### What the task asks:
Take the line that contains "Task: annotate every instance of the downspout" and all lines after it, up to and including the last line of the data, and write them out exactly; nothing else belongs in the answer.

####################

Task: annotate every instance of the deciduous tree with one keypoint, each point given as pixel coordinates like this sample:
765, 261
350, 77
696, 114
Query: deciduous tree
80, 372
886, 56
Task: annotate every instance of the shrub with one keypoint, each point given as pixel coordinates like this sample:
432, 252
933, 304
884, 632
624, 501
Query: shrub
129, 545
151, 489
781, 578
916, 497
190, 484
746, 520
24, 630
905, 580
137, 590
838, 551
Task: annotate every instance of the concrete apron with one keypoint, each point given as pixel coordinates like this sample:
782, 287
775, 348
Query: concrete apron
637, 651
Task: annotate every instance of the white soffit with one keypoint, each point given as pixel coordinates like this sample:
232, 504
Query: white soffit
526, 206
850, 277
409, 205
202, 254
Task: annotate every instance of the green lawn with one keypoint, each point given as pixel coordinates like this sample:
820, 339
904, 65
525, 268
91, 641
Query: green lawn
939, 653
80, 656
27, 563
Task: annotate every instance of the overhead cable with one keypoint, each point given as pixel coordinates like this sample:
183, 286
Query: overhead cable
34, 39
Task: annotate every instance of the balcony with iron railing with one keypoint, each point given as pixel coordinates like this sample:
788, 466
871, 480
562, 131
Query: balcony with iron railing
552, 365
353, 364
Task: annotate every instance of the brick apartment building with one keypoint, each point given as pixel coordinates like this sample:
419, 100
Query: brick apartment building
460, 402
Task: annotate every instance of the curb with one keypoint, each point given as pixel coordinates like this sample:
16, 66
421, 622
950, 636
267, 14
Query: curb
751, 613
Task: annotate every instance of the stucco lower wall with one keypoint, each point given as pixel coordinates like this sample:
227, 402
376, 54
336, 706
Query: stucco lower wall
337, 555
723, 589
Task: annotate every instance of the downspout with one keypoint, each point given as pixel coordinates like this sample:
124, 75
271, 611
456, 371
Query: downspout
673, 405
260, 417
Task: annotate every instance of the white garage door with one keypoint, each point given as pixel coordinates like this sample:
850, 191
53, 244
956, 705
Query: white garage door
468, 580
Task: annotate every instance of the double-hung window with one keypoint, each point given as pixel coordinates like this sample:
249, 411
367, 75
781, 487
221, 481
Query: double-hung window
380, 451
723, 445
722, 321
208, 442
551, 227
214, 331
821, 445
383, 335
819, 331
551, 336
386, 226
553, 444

####################

### Solution to this task:
Task: annotate every instance of the downspout with one keypoint, each point given as pixel coordinates like this sample:
124, 75
271, 611
456, 371
Query: downspout
673, 405
260, 417
Task: annotate every instance of the white garage door with one keypoint, each point given as pixel coordinates like this sample:
850, 191
53, 244
956, 705
Query: white garage door
468, 580
Task: annotate every instance of the double-hung window with one keypoint, each point given as pixel coordinates like this sample:
249, 411
367, 75
781, 487
221, 481
Query: double-hung window
380, 451
723, 445
722, 321
208, 442
551, 227
214, 331
821, 445
383, 335
819, 331
551, 336
386, 226
553, 444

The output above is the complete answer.